- _TASK INPUTS_:
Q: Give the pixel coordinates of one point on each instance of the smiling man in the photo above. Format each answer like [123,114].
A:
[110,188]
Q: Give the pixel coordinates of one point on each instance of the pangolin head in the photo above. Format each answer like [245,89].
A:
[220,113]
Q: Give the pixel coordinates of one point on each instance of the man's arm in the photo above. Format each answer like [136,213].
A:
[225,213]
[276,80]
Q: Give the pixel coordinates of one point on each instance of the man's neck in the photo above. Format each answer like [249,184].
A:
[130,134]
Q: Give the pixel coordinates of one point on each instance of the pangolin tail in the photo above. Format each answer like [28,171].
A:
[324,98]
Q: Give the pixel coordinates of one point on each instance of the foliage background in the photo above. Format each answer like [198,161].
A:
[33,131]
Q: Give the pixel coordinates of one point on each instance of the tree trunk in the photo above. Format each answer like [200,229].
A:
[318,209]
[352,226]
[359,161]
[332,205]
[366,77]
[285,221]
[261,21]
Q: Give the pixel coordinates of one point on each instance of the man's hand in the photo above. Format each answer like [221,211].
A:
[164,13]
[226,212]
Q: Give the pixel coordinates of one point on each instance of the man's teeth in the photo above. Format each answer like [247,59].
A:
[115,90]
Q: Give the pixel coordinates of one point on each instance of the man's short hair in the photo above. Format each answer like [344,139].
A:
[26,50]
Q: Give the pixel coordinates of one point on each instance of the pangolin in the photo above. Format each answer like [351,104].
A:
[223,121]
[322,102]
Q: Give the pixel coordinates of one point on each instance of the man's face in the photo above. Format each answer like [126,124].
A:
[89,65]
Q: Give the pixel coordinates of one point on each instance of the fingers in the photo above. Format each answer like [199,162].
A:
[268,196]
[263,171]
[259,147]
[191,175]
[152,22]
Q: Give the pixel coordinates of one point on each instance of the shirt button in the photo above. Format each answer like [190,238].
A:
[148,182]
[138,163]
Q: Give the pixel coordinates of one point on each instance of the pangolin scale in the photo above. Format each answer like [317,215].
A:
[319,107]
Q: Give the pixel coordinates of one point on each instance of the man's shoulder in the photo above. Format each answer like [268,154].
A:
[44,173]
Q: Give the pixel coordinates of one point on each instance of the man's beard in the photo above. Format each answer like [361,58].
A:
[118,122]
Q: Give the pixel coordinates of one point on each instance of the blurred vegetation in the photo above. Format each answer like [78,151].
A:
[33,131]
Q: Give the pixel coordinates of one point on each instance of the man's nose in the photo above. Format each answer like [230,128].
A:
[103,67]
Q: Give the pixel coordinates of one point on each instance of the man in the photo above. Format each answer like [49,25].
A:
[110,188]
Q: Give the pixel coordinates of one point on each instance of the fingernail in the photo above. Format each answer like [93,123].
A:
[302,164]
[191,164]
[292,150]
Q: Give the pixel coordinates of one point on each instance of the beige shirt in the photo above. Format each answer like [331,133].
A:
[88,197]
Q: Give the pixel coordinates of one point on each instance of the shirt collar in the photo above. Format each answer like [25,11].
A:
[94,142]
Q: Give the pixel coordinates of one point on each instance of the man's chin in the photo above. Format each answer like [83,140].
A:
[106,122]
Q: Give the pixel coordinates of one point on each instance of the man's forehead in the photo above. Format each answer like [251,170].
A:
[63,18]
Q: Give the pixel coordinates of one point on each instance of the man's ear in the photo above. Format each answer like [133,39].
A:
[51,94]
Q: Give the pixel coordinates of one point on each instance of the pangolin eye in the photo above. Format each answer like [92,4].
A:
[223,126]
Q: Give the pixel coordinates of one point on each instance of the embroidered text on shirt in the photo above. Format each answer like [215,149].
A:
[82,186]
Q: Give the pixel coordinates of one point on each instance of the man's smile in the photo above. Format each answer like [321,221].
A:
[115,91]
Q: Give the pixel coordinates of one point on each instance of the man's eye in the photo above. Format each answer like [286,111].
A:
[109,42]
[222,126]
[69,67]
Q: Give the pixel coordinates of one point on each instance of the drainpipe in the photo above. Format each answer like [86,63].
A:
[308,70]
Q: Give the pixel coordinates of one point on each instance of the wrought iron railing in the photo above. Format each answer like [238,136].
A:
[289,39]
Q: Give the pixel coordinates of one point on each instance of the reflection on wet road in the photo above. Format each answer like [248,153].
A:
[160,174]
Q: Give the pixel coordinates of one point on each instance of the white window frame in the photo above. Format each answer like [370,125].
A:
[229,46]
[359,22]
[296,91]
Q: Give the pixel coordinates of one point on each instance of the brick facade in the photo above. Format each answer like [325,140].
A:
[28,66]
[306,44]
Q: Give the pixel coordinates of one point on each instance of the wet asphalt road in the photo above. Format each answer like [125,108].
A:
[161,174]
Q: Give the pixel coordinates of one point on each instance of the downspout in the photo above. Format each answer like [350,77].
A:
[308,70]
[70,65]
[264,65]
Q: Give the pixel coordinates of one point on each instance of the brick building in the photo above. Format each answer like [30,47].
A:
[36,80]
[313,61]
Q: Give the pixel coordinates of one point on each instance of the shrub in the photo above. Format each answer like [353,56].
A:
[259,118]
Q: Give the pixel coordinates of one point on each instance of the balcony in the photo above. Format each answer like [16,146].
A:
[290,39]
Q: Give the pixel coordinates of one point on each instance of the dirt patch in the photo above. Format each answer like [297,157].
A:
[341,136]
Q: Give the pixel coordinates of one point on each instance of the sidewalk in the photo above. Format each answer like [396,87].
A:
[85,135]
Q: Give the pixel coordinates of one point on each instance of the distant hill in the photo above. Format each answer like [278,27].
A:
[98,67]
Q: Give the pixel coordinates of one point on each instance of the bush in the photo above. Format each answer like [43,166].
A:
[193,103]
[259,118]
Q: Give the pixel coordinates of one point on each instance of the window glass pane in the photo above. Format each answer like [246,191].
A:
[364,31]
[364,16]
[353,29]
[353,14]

- _EXERCISE PROMPT_: Rewrite the part of the material that opens with the line containing "answer like [246,191]." and runs to the end of the material. Copy every line, the request line included, and lower each coordinate in the answers by 86.

- _RESPONSE BELOW_:
Q: Give the pixel coordinates of one point on each instance of the window glass pane in the photo above. Format each answer like [246,191].
A:
[278,-55]
[278,-70]
[267,-57]
[267,-72]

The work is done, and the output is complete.